● WHAT THE EXERCISE ASKS: Reproduce the records below from the line containing "dirt ground with a point." through the end of the records, requests included, and only those lines, but scale every coordinate by 0.95, rounding to whole numbers with halves going up.

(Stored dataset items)

◆ ◆ ◆ ◆ ◆ ◆ ◆

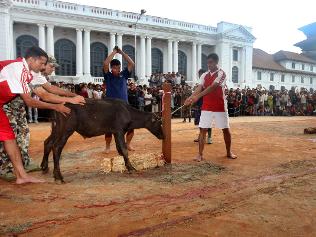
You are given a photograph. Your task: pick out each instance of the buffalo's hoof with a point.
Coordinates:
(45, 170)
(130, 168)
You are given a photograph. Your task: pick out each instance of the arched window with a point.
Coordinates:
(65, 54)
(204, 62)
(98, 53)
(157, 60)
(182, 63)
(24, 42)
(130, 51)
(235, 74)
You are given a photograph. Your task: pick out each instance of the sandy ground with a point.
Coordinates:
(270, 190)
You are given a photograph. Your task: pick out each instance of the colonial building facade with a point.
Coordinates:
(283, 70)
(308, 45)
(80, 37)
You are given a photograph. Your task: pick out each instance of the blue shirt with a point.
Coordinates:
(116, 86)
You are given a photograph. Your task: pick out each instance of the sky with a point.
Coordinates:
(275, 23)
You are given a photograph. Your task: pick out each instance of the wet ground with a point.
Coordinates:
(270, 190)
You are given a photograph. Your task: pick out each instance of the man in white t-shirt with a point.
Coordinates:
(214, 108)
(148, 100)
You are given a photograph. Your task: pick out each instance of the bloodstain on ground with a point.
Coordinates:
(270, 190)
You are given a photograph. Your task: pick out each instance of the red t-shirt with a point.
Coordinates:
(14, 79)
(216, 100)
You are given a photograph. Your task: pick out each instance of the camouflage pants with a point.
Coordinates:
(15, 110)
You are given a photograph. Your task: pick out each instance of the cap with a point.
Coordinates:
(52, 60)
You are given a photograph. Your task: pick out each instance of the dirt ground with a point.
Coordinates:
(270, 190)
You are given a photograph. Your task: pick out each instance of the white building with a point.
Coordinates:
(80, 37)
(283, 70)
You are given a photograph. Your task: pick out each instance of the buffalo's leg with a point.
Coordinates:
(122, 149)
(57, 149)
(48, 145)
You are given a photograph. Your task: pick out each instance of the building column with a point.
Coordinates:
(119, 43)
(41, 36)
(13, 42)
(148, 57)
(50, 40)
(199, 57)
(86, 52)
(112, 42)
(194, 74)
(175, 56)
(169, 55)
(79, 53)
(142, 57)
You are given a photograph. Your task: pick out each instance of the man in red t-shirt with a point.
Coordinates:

◆ ◆ ◆ ◆ ◆ ◆ ◆

● EXERCISE ANSWER:
You are given a photograph. Your task: pick out each instance of the dirt ground with a point.
Coordinates:
(257, 181)
You are given a photograph. Your task: pick out each instance of the white building with a point.
Coordinates:
(76, 35)
(269, 67)
You are given a photograph. Your task: pick out each instance of the buffalo's leg with a point.
Coordinates:
(116, 142)
(54, 142)
(46, 138)
You are given a photograph. Your task: pick out each instance of the building column with a point.
Coordinates:
(113, 41)
(39, 34)
(12, 40)
(141, 54)
(48, 38)
(189, 54)
(82, 49)
(106, 40)
(184, 70)
(166, 53)
(161, 52)
(75, 50)
(135, 54)
You are given a photograph. Your task: pick out each instance of the man in red t-shirt with a point.
Coordinates:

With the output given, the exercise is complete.